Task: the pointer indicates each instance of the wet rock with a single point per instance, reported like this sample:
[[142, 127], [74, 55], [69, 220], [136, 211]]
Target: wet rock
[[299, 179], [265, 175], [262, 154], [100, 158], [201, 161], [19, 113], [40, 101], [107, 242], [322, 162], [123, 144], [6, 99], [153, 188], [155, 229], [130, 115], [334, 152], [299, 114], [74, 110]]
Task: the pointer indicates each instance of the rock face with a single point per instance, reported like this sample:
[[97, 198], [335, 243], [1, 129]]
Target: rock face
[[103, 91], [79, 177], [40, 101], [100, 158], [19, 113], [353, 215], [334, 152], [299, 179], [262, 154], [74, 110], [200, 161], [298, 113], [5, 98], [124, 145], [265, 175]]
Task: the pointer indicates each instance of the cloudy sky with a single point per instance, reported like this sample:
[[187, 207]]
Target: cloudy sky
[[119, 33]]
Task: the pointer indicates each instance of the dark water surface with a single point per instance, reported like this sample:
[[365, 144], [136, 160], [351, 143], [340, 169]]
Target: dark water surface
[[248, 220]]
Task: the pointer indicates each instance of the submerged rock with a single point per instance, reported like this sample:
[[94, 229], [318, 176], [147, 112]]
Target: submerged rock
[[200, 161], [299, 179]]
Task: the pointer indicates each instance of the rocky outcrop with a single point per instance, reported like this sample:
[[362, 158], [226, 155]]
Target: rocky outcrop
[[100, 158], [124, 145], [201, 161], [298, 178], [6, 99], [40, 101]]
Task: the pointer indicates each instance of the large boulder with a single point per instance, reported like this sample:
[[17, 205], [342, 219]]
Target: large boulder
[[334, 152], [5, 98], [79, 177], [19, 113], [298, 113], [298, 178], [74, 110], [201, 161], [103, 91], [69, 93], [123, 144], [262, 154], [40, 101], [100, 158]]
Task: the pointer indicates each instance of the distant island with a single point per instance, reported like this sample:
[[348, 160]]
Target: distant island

★ ★ ★ ★

◆ **What the task asks**: Put the lines of the material from the line with "Task: the pointer indicates each instance of the dark" through the line with "101], [100, 158]]", both included, into a Markdown table with the columns Number and Line. Number the rows in order and leave out blank lines.

◆ **Task response**:
| Number | Line |
|---|---|
| 1 | Task: the pointer indicates each instance of the dark water surface with a single point per instance, reported like this sample: |
| 2 | [[365, 144], [136, 160], [351, 143], [340, 169]] |
| 3 | Target: dark water surface |
| 4 | [[248, 220]] |
| 5 | Task: the pointer indicates each instance of the submerged rock with a single point per instance, reported like this sample: |
| 6 | [[94, 229], [318, 176], [147, 112]] |
| 7 | Target: submerged rock |
| 8 | [[200, 161], [299, 179]] |
| 9 | Task: the pointer indicates each instance of the rocky outcrop with a single point per instance, reported like this sample: |
| 10 | [[362, 158], [226, 155]] |
| 11 | Target: rocky outcrop |
| 12 | [[100, 158], [124, 145], [201, 161], [298, 178], [6, 99], [40, 101]] |
| 13 | Task: the pointer indicates each instance of the large boulder with a single point per instance, reported like this sample: |
| 14 | [[17, 205], [342, 219]] |
| 15 | Target: large boulder |
| 16 | [[334, 152], [5, 98], [79, 177], [19, 113], [298, 113], [298, 178], [74, 110], [201, 161], [103, 91], [69, 93], [123, 144], [262, 154], [40, 101], [100, 158]] |